Selected excerpt ::
************

Introduction"Go, morphed into chess.
Play a game of Go. As you put your stones down, mark them with either an 'X' for ferz or a '+' for wazir. A stone gets an X if it is not connected to any friendly stones when it is placed. It gets a + if it is connected to one or more friendly stones. When the Go game is over, the chess game starts. White moves one piece either along a line to the next intersection [wazir] or diagonally across a square to the opposite corner intersection [ferz]. A friendly piece may move onto and combine with another friendly piece, the knight a wazir-then-ferz mover, for example. Combos of ferzes build such things as alfils, elephants, and bishops; combos of wazirs, dabbabahs and rooks. Make a single king, then start playing chess."
- "Big Board CV's" - 2006-05-09 - CVPages Comments
Click on above picture to get preset.
The board is 19x19. Unfortunately, because the Go presets don't allow the full range of pieces yet, the Go board has also morphed into a chess board. The game could be started on the 19x19 Go preset, using the king icon for a wazir and the rook icon for a ferz, as the icons look like a "+" and an "X". At the end of the pure Go segment, the resulting wazirs and ferzes could be transferred to their corresponding places on the 19x19 chess board, and the game continued from there. But, that is a lot of trouble, so...
PiecesThere are two basic pieces in the game, from which all others are built up. These two pieces are the ferz and the wazir.
A brief note on notation: In the alphabetical shorthand for piece descriptions [A = alfil; B = bishop...], I use 3 symbols to characterize the movement types of the pieces. They are the "/", "+", and "+/-". The slash [/] between 2 letters means a piece moves as either 1 or the other of the 2 pieces. The plus[+] between 2 letters means the piece may move as [either or] both of the letter-indicated pieces, in either order, but linearly. The plus/minus [+/-] indicates the piece may move as [either or] both of the letter-indicated pieces, in either order, and may change directions between the first and second steps of its move.

************

Given entries ::

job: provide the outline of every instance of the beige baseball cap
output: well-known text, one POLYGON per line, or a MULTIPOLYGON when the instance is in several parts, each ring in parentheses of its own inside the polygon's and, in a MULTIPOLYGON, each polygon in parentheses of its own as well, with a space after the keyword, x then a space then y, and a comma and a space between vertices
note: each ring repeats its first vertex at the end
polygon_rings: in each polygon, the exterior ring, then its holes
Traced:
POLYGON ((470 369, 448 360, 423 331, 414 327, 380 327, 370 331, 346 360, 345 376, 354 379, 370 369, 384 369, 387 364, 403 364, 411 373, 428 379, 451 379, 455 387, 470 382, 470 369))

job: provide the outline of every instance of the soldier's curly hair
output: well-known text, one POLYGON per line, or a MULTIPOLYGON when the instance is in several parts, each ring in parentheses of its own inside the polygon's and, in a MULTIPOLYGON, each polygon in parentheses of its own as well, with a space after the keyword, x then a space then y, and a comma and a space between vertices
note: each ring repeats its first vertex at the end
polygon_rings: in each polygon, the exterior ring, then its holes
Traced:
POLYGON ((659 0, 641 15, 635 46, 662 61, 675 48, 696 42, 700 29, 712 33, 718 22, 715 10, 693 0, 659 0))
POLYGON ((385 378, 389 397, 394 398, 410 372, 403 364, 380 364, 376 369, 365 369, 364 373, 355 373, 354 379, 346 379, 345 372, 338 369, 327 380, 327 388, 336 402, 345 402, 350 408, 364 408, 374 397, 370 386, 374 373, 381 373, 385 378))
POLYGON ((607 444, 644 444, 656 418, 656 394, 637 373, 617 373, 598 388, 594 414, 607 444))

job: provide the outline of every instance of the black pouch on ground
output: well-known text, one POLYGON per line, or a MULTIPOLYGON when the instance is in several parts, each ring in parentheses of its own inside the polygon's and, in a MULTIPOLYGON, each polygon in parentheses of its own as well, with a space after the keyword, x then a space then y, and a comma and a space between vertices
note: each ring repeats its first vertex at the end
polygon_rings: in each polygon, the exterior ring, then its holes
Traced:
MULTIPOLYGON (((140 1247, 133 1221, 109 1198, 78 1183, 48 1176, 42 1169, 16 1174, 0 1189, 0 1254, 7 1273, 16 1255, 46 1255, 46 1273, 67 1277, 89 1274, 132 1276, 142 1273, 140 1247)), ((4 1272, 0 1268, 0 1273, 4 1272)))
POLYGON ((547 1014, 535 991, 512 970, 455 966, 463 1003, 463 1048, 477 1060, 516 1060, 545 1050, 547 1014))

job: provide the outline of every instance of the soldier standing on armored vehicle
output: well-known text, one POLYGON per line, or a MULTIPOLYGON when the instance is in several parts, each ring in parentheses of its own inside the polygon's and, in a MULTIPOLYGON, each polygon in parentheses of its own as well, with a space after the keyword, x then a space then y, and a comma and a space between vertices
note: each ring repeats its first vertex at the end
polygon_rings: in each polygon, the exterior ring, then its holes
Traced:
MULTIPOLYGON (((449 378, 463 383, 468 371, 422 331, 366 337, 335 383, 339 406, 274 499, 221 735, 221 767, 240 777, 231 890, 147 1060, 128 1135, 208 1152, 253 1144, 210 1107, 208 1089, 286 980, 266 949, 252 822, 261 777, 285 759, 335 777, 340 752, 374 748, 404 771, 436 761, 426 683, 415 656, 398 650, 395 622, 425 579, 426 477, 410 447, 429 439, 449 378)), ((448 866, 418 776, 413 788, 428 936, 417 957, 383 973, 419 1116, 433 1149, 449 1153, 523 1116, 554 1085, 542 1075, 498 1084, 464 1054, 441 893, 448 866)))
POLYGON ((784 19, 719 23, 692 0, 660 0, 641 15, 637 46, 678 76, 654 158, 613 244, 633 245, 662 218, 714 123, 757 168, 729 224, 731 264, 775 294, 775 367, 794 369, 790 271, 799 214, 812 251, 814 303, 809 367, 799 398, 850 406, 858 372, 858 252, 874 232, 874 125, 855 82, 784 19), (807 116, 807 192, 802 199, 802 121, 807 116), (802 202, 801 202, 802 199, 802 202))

************

Instructions ::
1: In the Go-to-chess variant description, what mark does a stone get if it is connected to one or more friendly stones when it is placed?
2: Summarize the Go-to-chess variant description in two sentences.

Results ::
1: It gets a '+', marking it as a wazir.

2: The game begins as Go, with each stone marked as a ferz (X) if it is placed unconnected to friendly stones or as a wazir (+) if it is connected to them. When the Go game ends, these pieces move and combine into pieces such as knights, bishops and rooks, and once a single king is made, chess play begins.